Task brief » Repeat every one of the entries below word for word, but leave the pictures out of your answer.

Items »

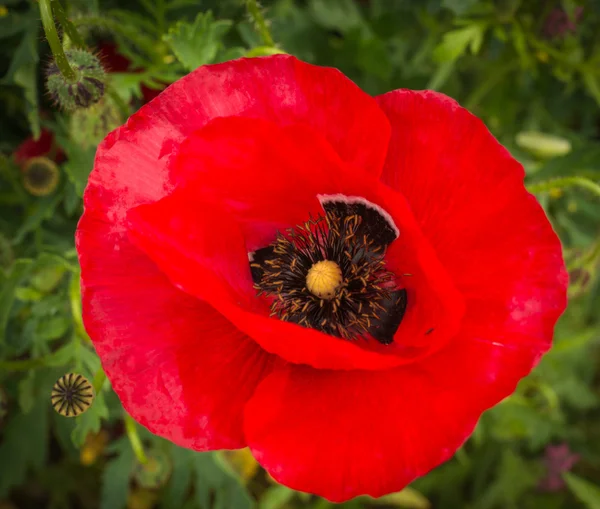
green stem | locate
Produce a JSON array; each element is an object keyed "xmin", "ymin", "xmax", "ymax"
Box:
[
  {"xmin": 92, "ymin": 367, "xmax": 106, "ymax": 394},
  {"xmin": 124, "ymin": 413, "xmax": 148, "ymax": 464},
  {"xmin": 40, "ymin": 0, "xmax": 77, "ymax": 82},
  {"xmin": 526, "ymin": 177, "xmax": 600, "ymax": 197},
  {"xmin": 52, "ymin": 0, "xmax": 85, "ymax": 49},
  {"xmin": 246, "ymin": 0, "xmax": 275, "ymax": 46}
]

Solution for this problem »
green stem | locate
Produce a JSON array; each element is an object keyed "xmin", "ymin", "xmax", "ymax"
Box:
[
  {"xmin": 92, "ymin": 367, "xmax": 106, "ymax": 394},
  {"xmin": 124, "ymin": 413, "xmax": 148, "ymax": 464},
  {"xmin": 40, "ymin": 0, "xmax": 77, "ymax": 82},
  {"xmin": 526, "ymin": 177, "xmax": 600, "ymax": 197},
  {"xmin": 52, "ymin": 0, "xmax": 85, "ymax": 49},
  {"xmin": 246, "ymin": 0, "xmax": 275, "ymax": 46}
]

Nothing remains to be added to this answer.